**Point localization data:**
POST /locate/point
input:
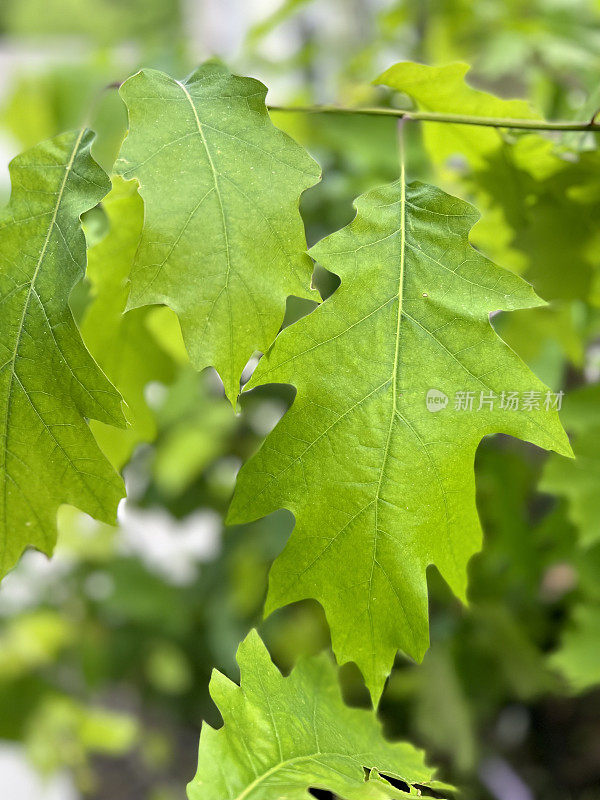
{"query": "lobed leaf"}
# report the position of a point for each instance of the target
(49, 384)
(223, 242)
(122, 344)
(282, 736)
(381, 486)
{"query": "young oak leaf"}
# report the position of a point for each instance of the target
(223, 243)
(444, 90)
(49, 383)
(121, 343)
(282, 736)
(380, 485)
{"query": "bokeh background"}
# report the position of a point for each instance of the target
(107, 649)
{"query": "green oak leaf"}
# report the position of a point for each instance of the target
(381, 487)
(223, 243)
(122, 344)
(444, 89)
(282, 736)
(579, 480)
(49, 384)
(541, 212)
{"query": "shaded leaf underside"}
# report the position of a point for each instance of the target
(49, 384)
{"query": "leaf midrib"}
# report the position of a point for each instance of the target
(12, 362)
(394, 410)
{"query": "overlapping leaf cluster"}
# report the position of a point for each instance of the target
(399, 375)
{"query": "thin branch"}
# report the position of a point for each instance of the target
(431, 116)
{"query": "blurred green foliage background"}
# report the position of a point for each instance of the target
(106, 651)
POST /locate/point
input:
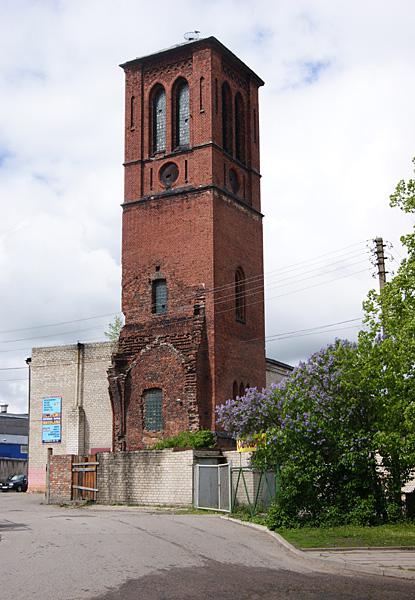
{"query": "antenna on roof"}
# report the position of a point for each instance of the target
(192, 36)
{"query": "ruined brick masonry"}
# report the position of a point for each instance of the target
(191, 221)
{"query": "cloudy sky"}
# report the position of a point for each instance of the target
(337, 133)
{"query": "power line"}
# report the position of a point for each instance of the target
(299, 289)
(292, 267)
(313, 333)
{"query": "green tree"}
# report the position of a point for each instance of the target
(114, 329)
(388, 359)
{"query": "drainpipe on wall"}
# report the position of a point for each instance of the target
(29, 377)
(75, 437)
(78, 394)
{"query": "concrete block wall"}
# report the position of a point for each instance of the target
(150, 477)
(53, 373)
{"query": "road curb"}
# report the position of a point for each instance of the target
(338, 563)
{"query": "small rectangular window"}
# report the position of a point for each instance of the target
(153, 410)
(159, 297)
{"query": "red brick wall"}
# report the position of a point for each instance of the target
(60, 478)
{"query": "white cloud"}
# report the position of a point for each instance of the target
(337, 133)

==

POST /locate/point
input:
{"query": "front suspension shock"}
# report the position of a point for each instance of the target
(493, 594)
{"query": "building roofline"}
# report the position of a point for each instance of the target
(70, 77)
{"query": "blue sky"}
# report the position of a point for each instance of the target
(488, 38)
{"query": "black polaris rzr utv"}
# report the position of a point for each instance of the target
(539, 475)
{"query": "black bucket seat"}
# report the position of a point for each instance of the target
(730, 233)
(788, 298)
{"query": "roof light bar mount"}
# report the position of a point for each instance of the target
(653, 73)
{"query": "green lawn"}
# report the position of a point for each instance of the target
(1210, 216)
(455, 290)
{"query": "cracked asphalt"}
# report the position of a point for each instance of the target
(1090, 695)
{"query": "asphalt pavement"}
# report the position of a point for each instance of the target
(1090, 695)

**YOUR INSTRUCTIONS:** Count the lines in the records above that hold the word "asphalt", and give only that number.

**OUTPUT:** 2